Dersim Ermenileriyle Söyleşi

Keje Elif Orhan kullanıcısının resmi
1915'te Dersimlilerin Ermenileri koruduğu birçok çalışmada belirtiliyor. Siz buna katılıyor musunuz, neden?

 

Elif ORHAN; Elbette ki katılıyorum.



Ben doğma-büyüme Dersimliyim…



Dersim’i iyi tanıdığımı sanıyorum. Dersim halkı Ermeni komşularını korudu. Bunu anlatan nenem ve  Dersimli büyüklerinde çok duydum. Bunun aksini  düşünmek büyük yanılgı ve  haksızlık olur…



Nenem katledilen komşuları Ermeniler için „Cirane me, Errmeniye me“ diyordu.



Dersim de toplatılan ve götürüp öldürülen Ermenileri Dersim halkı kendisini riske atarak korumuştur. Bunu nenelerimizde, büyüklerimizde ve Dersimli Ermenilerimizde  çok dinledim/dinledik..

Bu anlatımlar abartılı, hayali de değildir....

Örneğin Dersim 38 kırımını yaşayan nenem komşuları  olan Ermenilerin nasıl toplayıp götürdüğünü anlatırken tıpkı kendi yakınlarını soykırımda kaybetmiş gibi ağlıyordu..

Onlara dair hep iyi-güzel duyguları vardı.. Kendi acılarına-kaybettikleri için ağladığında onları hatırlar, onlara gözyaşları akardı..



Benim doğduğum köyde yıkık bir  Ermeni evi vardı.. „Xani Alehese” diyordular…

Nenem bu evdeki Ciranlarını sürekli bize güzellikleri yükleyerek anlatırdı. Onları götüren  askerlere beddualar ederdi..  



Söz konusu köyde yaşayan üç Ermeni aile varmış..

Onları askerler zorla toplayıp götürürken „Ali“ ismindeki yirmi yaşlarında ayağı aksayan çocuğu babamın dedesi kendi çocuğu diye alıp saklamış…

Bu çocuk bir kaç yıl bizimkilerin yanında kalmış,  sonra başka bir yerdeki akrabalarında haber alınca çıkıp gitmiş...

Yazılı yönerge 1: Dersim Ermenileriyle ilgili söyleşiye göre, Elif Orhan'ın doğduğu köyde kaç Ermeni aile yaşıyormuş?
Yazılı yönerge 2: Dersim Ermenileriyle ilgili söyleşiyi son cümlesinden sonra sürdürün.
Materyale bu iş için gerek yoktur.

Çıkarılan kayıtlar:
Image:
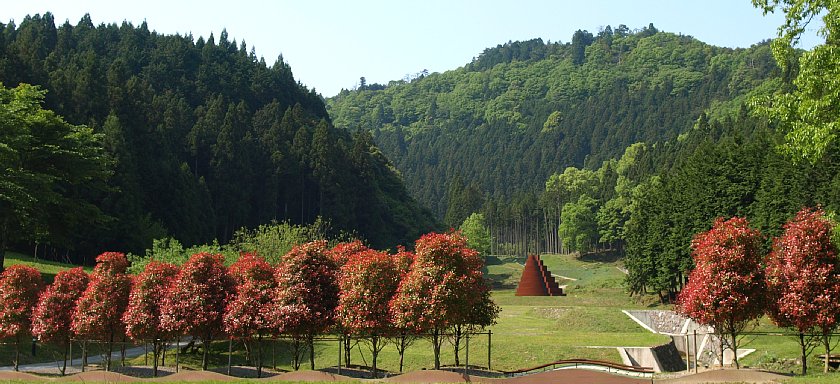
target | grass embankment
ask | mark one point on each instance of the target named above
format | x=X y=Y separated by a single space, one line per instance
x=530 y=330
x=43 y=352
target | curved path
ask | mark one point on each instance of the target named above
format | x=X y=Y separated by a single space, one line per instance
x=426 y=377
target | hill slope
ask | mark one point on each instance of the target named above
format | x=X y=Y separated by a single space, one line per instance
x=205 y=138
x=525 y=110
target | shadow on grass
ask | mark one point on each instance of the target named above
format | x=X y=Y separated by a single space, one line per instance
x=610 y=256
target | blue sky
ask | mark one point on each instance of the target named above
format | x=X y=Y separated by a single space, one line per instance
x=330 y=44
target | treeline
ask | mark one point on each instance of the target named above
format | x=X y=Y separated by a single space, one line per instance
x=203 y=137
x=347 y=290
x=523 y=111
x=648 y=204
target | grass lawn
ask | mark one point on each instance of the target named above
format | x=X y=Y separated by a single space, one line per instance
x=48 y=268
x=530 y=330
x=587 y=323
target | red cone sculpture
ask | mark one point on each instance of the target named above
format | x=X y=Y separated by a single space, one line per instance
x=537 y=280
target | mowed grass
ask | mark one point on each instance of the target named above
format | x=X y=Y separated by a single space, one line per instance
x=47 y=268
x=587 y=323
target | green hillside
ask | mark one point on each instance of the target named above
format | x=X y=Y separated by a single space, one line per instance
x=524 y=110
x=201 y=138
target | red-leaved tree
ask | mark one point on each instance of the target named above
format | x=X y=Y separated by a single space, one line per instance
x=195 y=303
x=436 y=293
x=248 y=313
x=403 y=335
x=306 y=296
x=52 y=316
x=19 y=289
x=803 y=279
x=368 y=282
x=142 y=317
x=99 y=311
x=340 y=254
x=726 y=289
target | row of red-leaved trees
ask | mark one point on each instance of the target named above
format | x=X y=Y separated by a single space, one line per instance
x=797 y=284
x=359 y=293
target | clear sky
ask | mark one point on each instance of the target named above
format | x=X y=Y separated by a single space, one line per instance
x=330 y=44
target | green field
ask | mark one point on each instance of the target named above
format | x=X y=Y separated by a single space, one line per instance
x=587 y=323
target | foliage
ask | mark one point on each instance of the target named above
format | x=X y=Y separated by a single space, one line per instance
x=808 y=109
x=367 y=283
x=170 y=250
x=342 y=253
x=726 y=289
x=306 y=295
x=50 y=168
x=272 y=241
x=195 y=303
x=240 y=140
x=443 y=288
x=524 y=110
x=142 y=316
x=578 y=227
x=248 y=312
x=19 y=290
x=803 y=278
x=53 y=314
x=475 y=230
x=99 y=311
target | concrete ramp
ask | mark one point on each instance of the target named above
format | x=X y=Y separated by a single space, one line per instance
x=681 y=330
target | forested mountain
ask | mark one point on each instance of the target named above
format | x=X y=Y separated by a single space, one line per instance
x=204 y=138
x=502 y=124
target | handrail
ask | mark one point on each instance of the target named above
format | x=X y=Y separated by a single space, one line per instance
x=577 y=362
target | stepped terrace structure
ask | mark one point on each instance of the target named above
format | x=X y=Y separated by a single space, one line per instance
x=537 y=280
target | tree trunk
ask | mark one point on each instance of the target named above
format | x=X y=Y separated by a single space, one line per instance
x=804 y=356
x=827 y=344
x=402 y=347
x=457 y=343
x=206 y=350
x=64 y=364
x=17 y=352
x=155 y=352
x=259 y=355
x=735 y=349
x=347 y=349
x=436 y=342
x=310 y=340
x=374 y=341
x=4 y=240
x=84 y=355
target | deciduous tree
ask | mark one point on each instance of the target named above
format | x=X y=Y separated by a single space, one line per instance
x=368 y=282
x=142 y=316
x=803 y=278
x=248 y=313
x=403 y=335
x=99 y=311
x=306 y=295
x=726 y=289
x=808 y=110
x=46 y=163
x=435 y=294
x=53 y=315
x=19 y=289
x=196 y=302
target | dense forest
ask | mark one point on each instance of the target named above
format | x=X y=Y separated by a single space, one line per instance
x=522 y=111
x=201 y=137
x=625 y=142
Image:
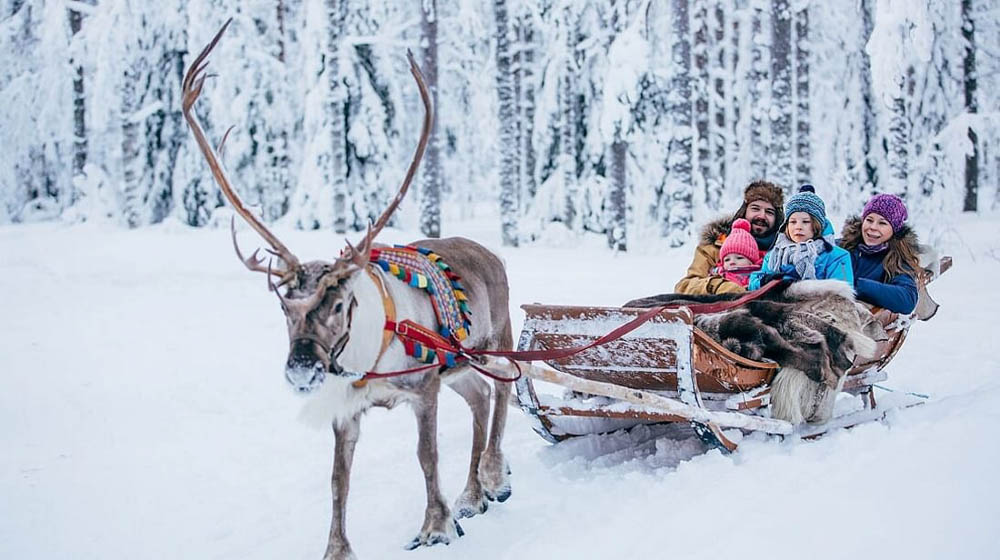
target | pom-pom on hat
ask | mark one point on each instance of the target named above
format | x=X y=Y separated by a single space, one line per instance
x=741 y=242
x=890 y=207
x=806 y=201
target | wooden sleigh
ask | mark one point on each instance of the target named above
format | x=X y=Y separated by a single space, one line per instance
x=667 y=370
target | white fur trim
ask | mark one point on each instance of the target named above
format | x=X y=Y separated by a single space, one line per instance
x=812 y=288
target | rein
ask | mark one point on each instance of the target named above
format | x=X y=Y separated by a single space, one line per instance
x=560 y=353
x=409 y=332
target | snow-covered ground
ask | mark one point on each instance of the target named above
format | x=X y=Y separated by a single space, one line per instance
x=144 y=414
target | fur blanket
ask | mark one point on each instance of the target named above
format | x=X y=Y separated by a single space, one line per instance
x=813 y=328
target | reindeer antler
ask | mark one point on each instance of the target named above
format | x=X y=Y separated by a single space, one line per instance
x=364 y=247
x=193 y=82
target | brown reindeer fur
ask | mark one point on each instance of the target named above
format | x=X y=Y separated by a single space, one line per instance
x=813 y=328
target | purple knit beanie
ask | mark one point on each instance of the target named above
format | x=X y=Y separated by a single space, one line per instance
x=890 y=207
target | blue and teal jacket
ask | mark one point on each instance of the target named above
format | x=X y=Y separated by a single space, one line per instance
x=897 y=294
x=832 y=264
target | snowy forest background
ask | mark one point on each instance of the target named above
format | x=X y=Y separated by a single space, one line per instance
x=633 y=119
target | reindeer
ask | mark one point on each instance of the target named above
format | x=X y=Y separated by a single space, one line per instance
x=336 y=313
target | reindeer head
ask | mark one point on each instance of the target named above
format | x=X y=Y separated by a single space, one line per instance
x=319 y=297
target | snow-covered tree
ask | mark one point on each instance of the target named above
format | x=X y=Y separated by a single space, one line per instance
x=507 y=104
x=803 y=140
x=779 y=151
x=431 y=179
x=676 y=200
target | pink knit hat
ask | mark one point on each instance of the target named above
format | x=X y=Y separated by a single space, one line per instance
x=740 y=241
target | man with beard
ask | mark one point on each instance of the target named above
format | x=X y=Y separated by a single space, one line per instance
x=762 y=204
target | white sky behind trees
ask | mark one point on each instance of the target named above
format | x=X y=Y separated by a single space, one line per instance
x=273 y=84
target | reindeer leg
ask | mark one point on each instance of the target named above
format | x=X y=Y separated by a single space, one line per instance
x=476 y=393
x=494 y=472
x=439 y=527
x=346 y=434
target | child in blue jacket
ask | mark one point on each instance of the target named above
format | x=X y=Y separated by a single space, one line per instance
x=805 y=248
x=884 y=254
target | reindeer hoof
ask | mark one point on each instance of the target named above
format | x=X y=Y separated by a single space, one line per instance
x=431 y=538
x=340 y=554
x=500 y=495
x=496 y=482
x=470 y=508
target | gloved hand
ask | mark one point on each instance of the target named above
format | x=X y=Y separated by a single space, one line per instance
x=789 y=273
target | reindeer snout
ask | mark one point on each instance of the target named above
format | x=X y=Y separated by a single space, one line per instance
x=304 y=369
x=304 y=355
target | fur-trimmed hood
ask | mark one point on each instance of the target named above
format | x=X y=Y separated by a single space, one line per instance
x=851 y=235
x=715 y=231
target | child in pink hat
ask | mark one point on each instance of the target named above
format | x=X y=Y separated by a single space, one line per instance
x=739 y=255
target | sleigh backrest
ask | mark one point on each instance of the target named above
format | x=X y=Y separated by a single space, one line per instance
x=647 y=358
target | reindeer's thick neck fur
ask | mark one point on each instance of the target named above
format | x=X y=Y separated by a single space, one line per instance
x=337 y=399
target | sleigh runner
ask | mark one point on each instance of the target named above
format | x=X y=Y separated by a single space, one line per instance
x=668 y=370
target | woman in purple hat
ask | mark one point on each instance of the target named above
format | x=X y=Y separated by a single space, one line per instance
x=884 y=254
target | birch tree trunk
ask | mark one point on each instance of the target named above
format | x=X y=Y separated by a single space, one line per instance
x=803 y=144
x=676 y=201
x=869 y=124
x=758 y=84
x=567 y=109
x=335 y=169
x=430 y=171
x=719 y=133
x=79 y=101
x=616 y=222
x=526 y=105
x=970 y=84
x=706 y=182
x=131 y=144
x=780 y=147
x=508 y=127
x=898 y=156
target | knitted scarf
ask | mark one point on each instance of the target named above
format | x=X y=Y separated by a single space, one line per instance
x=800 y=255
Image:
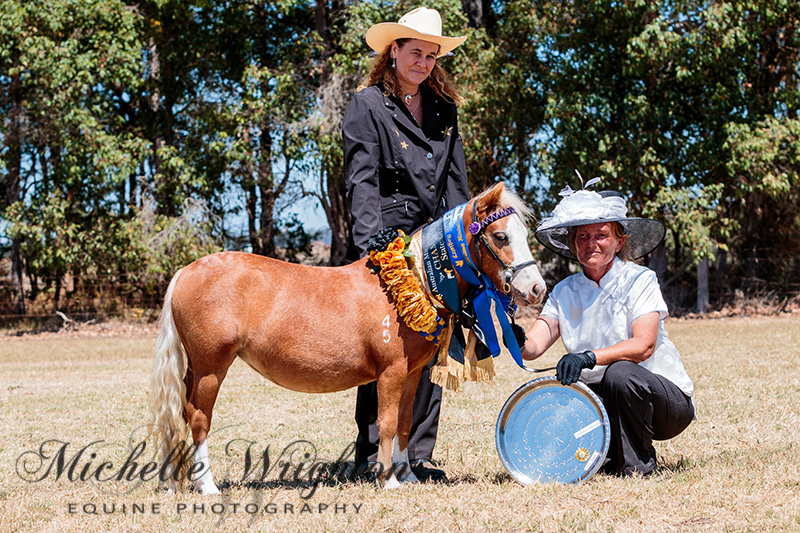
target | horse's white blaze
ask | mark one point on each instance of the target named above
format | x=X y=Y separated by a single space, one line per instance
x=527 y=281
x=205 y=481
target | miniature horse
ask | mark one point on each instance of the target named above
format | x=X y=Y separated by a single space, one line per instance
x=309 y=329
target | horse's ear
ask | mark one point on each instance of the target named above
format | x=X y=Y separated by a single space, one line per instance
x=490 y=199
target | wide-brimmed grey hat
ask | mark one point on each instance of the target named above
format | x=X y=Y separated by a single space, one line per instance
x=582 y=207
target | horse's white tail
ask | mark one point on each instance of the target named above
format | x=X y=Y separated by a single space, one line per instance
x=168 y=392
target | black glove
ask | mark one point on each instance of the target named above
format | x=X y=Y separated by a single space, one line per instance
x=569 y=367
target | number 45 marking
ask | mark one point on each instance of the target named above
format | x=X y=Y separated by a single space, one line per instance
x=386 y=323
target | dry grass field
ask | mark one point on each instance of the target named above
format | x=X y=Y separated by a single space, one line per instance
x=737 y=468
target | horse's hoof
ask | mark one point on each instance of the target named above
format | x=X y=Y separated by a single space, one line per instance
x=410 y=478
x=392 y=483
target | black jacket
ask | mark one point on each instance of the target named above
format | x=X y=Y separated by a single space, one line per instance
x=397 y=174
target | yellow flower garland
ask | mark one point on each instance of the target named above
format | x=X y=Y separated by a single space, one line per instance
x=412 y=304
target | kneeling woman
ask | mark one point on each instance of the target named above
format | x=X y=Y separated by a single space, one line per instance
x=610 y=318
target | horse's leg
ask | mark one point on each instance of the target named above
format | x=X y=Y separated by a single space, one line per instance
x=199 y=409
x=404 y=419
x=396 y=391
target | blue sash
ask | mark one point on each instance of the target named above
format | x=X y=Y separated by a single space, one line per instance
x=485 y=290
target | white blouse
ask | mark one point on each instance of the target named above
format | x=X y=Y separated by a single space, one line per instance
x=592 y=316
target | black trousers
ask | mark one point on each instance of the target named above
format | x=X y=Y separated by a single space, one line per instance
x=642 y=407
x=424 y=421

Sonuç 1: Köyde üç Ermeni aile yaşıyormuş.

Sonuç 2:
Ben Dersim'de Ermenileri yeren tek kötü kelime duymadım. Onlara hep iyilikler yüklenilir ve  devletin yaptığı zülüm-soykırım  anlatılırdı.. ve bu öykülerle büyüdüm/büyüdük..



Cuma akşamları nenem evimizin yanındaki „Qale Sipi“ Çeşme'sine üç adet mum yakardı.. ve üç mumu da „Alehese“ yıkık duvarına da bırakır, gözlerinde yaşlarla duvarı öperek dua ederdi..



Dedim ya, yaşadığım köy ve cıvar köylerde bunun örneklerini görerek büyüdüm..

Dersimde dernek kuran Sayın Mirhan Prgic Gültekin’in  iki ablası Mazgirt'in Avunca köyünde evliydi... Daha öncede halaları  aynı köyde bir tanıdığımızla evlenmişti.

Onlara asla kem bir söz-davranış-bakış hiç duyulmadı.

Dersim halkı onları kendilerinde görüyordu. Onlarda kendilerini „Dersimli“ olarak ifade ediyordular.

Onlarında  Dersimde konuşulan „Kurmanci-Dımılkı“ konuştukları ve geride kalanların çoğunun da Dersim inancını benimsedikleri bilinir.

Aynı akıbeti-kırımı yaşayan Dersim halkı olarak kendilerini görüyordular.

Ayrıca ben uzun yıllar devrimci mücadele-örgüt içinde kaldım..

Şunu da rahatlıkla söylemek istiyorum.

Asıl mesele Ermenilerin örgütler içinde 'Dersimli Ermeni 'kimliklerini söylememeleri vardı..

Kendilerini Kürt olarak söylüyordular..

Hatta çok yakın arkadaşlarım vardı, Dersim ya da Elazığ Ermenileri olduğunu yıllar sonra tesadüfen öğrendim…

Bilemiyorum neden kendi Ermeni kimliklerini söylemediler,  ifade etmediler? .



Belki de biz „Dersimlilerin yaşadığı“ akıbetlerden çekindikleri için olmalı!





* Sizce Dersim Bölgesinde Dersimlilerle Ermenilerin ilişkisi geçmişte nasıldı  ve  günümüzde nasıl?



Elif ORHAN; „Bu sorunun cevabını yukarda açıkladığımı sanıyorum.

Günümüze gelince de, evet Dersimliler  Ermeni komşularını kendilerinde ayırmıyorlar ..yani  Dersimli  Ermeniler olarak görüyor. Asla onları yeren tek kelimeleri yoktur..

Babamın Musahibi ve büyük kardeşimin Kirvesi Dersimli Ermenilerdir…

Hepimiz de biliyoruz ki bu iki ikrar kurumun Dersim diyarında itibari büyük ve  yedi kuşak boyunca  kardeş sayılır, güvenilir.



Dersim coğrafyasında çok dil, farklı inançlar var. Ancak tümü de kendilerini „Dersimli“ olarak görüyorlar..“



•    Bölgede yaşayan Ermeniler özellikle 12 Eylül döneminde devlet tarafından "farklı" muamele gördüğünü ve ayrımcılık yaşadıklarını söylüyor. Siz buna katılıyor musunuz, neden?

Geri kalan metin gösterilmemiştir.